▸ **CHALLENGE**
Print verbatim every line starting at the one that contains "[point] every instance of the player's raised" and ending at the final line of the records; include both endpoints.
─── DATA LINES ───
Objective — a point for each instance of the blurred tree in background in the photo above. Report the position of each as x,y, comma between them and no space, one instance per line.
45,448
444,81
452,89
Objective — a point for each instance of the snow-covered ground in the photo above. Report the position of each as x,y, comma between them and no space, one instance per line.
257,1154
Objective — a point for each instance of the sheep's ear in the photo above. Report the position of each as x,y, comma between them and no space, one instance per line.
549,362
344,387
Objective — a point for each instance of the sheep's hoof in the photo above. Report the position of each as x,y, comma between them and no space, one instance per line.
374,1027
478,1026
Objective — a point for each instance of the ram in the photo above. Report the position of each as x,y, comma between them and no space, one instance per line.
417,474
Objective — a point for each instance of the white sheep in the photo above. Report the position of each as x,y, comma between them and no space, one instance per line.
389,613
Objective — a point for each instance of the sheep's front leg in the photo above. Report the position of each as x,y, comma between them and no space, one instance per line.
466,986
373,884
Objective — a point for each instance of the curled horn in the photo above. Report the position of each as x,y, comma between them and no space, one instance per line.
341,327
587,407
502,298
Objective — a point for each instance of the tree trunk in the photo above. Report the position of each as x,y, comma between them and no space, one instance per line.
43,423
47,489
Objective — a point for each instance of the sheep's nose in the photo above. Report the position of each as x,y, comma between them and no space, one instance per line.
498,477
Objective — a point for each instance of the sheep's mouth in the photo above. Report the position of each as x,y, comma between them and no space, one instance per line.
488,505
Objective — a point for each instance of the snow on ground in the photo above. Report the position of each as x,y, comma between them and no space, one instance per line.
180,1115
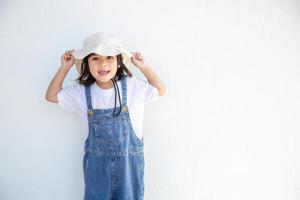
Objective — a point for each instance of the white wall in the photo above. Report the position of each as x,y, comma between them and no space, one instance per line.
226,130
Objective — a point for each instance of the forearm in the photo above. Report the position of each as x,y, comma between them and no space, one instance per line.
153,79
56,84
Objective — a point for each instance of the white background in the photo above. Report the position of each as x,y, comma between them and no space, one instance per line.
226,130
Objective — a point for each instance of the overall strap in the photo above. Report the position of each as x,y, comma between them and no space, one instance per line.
88,97
124,91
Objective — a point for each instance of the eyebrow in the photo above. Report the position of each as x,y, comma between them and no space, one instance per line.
94,54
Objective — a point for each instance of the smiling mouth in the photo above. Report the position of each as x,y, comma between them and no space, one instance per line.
103,73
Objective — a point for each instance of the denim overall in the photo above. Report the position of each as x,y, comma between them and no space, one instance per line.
113,162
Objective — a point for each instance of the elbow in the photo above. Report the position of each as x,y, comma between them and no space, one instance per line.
51,99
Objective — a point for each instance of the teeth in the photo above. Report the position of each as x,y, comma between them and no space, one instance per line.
103,72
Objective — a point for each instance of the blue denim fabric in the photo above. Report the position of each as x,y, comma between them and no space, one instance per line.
113,162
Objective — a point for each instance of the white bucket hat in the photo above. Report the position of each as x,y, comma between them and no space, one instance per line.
101,43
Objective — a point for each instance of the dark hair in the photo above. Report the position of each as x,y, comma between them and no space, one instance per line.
86,78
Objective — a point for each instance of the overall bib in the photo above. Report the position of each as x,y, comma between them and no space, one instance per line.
113,161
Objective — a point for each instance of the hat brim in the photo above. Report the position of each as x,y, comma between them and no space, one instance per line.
126,59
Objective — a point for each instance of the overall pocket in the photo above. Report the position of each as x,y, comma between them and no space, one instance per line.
110,132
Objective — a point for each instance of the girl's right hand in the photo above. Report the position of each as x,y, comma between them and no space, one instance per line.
67,59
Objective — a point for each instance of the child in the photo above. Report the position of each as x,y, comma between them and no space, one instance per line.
113,163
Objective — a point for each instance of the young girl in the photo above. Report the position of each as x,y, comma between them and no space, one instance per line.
113,162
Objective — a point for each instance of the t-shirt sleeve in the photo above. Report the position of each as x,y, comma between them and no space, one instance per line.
148,91
69,98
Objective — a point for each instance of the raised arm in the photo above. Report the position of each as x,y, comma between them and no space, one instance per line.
153,78
67,61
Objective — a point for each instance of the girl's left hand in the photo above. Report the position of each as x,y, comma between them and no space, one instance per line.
137,59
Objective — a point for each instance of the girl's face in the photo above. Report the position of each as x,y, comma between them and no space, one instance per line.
102,68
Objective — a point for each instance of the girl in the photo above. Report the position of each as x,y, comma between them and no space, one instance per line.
113,162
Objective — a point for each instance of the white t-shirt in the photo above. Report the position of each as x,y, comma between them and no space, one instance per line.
139,93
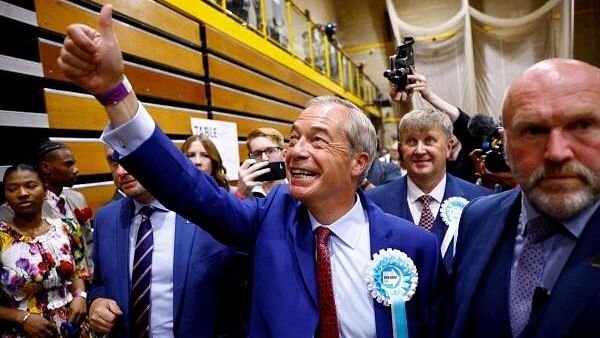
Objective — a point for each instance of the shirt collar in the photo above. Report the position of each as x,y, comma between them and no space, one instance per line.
155,203
574,224
414,192
55,197
348,227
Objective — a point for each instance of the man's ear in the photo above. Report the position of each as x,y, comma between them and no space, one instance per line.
44,167
359,164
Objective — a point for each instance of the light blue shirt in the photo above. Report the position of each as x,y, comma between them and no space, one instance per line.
161,290
130,135
350,248
557,248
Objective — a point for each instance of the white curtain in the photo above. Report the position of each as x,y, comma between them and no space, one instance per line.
472,57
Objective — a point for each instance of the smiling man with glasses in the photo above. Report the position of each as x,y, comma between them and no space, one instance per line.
264,145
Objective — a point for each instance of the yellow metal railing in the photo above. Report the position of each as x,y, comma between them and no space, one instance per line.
283,23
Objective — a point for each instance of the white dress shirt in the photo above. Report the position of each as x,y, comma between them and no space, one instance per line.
161,289
52,200
413,193
350,248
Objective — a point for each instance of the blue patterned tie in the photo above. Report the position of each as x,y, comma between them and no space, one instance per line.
142,276
529,270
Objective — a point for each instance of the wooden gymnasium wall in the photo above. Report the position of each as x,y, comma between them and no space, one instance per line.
178,67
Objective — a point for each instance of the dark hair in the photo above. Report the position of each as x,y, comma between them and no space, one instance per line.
218,171
22,166
46,148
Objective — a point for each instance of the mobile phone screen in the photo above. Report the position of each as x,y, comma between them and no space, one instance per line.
277,172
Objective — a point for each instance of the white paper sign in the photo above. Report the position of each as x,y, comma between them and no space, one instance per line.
224,136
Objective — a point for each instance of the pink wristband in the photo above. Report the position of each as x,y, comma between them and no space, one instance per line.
116,94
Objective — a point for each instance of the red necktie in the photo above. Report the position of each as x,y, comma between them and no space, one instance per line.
141,276
328,324
426,220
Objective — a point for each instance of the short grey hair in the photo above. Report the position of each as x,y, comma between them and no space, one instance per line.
359,130
425,119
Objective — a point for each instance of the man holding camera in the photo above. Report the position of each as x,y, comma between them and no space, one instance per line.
427,192
299,288
265,146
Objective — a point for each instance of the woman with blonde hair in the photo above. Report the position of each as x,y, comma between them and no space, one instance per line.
205,155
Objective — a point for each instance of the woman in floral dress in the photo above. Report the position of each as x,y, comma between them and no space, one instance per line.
42,267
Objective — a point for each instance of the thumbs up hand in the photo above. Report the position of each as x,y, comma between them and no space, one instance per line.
92,59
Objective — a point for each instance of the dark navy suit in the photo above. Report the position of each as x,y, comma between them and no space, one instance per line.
278,231
392,199
479,304
206,275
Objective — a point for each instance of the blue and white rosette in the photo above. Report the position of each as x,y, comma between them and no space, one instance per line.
450,211
392,280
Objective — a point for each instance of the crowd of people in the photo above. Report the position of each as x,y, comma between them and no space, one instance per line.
178,252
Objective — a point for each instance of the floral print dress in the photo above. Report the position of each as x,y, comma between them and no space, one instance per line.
36,272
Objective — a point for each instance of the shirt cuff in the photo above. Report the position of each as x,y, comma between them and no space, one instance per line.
129,136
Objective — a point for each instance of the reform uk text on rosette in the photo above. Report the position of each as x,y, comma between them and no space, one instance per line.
392,280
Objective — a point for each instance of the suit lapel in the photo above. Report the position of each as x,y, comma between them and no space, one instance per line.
506,214
380,234
184,238
575,287
399,204
125,216
302,237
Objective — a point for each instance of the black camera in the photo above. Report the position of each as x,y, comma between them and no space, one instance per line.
277,172
400,64
494,153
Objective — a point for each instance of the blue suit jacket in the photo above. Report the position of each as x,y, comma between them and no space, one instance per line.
205,273
480,305
392,199
278,231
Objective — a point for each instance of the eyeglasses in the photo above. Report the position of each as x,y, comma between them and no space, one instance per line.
270,151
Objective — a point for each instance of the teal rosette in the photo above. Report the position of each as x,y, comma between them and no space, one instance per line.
392,273
450,212
451,209
392,280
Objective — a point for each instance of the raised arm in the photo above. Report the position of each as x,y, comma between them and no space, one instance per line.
92,59
418,83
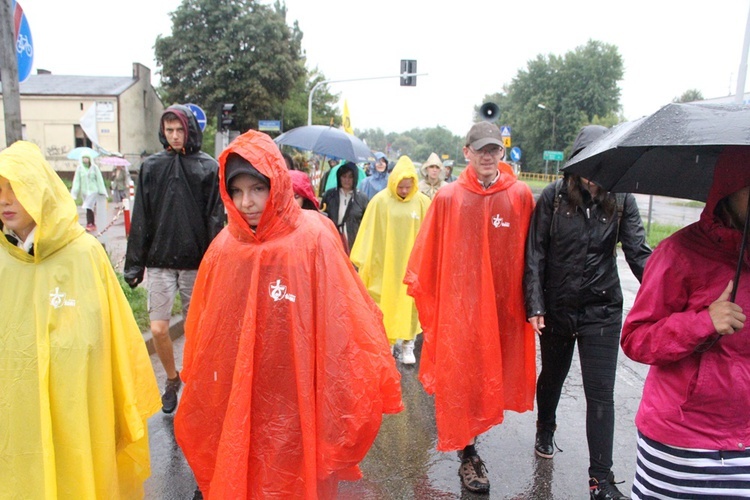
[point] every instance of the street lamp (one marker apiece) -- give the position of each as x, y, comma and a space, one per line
554, 119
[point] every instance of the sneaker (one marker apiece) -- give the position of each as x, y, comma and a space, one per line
407, 352
169, 398
473, 474
544, 444
605, 489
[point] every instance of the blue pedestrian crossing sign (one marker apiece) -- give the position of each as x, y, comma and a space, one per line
200, 115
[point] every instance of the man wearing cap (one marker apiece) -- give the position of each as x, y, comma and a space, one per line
465, 274
176, 213
378, 180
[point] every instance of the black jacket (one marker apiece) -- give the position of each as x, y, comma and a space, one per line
354, 211
571, 268
177, 209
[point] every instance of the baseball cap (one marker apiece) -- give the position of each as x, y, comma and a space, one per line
483, 133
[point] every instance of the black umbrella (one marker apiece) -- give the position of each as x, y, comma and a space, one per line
327, 141
670, 153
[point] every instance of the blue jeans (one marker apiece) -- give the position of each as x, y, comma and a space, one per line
598, 355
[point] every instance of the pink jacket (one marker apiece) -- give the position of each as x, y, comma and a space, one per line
693, 399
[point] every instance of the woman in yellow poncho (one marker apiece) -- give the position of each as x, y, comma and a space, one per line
382, 248
76, 383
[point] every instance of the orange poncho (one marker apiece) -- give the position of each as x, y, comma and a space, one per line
287, 368
465, 273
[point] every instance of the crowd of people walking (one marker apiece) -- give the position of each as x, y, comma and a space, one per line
298, 307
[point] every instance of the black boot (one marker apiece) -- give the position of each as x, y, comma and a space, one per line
544, 444
605, 489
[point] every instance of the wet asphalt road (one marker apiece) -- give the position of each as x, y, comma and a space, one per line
403, 462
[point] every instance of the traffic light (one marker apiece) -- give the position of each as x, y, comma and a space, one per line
226, 116
408, 66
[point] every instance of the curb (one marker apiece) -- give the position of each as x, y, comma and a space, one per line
176, 330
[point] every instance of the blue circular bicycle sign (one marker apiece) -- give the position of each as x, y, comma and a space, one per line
24, 44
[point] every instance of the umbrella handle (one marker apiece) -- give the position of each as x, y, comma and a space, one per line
738, 271
705, 346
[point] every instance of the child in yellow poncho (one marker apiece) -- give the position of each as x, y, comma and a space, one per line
76, 383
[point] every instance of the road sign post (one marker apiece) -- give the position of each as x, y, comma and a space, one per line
557, 156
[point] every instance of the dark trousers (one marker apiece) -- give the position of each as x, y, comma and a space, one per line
598, 355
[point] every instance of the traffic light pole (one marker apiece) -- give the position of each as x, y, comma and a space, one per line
315, 87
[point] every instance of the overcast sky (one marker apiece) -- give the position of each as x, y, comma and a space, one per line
469, 49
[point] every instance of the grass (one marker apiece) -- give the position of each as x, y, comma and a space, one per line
691, 204
536, 185
658, 232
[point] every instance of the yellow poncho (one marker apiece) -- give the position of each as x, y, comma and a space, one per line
76, 383
382, 248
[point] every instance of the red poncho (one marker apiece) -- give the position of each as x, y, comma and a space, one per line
465, 273
287, 368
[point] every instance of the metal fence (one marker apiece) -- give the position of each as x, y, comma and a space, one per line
534, 176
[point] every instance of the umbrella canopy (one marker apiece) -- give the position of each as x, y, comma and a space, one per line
114, 161
670, 153
327, 141
78, 153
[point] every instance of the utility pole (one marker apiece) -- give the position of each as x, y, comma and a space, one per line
9, 75
740, 94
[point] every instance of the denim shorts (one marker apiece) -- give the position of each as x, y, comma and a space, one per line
163, 285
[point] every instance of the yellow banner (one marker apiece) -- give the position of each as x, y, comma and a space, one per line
345, 120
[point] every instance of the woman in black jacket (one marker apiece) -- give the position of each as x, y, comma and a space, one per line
573, 293
344, 204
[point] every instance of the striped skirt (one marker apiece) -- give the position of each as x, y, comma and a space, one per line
667, 472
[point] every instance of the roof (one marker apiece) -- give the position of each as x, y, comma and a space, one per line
58, 85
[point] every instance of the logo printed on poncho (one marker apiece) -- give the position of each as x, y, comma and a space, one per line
57, 299
277, 291
498, 221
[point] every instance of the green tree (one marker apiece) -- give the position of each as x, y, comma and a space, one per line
573, 90
689, 96
239, 51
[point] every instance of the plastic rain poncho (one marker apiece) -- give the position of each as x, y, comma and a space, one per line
88, 183
76, 383
465, 273
382, 248
286, 365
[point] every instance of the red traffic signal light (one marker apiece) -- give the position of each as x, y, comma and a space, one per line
226, 116
408, 66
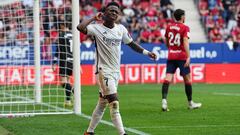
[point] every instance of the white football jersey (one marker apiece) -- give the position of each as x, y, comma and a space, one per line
108, 45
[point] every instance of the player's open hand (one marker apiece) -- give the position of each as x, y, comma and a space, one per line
152, 55
54, 67
187, 63
98, 16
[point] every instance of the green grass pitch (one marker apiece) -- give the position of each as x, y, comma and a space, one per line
140, 107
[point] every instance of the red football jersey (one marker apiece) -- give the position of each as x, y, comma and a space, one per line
175, 33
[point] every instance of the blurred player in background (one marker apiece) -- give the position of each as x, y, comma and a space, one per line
177, 36
64, 58
108, 36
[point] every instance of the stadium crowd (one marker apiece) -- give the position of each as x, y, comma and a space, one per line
221, 19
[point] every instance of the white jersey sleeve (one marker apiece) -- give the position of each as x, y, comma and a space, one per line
126, 36
91, 29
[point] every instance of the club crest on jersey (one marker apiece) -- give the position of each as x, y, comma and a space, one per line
113, 42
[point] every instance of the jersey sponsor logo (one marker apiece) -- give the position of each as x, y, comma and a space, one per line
113, 42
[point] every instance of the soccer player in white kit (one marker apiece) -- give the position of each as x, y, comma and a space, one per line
108, 37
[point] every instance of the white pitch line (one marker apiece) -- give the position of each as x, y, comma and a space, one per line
132, 130
190, 126
86, 116
227, 94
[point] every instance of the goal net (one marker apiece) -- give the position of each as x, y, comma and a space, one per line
28, 83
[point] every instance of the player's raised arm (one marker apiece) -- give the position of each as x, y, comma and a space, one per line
136, 47
82, 27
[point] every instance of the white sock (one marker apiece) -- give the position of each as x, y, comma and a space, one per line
97, 114
116, 117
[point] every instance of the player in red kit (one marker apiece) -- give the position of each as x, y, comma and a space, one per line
177, 35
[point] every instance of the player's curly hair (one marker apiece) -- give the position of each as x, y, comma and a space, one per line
113, 4
178, 13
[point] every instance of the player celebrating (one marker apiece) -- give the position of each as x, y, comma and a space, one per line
108, 37
64, 56
177, 35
───
▸ **OUTPUT**
[point] every instance of the player's raised arm (one marker apiece) -- give the position of each as x, y, comma and a space, one per line
136, 47
82, 27
[point] every instance of the white sock (one marker apiece) -- give the position of each as x, y, comma and a space, one per line
97, 114
116, 117
[point] every instance of the player in red kit (one marker apiece) -- give the position of each as x, y, comma and a space, one per line
177, 35
[point] every instance of the player's curly hair (one marker apiece) -- give the position of each as x, y, comma and a space, one per line
113, 4
178, 13
[point] every instance of the player celebrating (one marker apiece) -- give the position of each as x, y, comma and a space, one per line
108, 37
64, 56
177, 35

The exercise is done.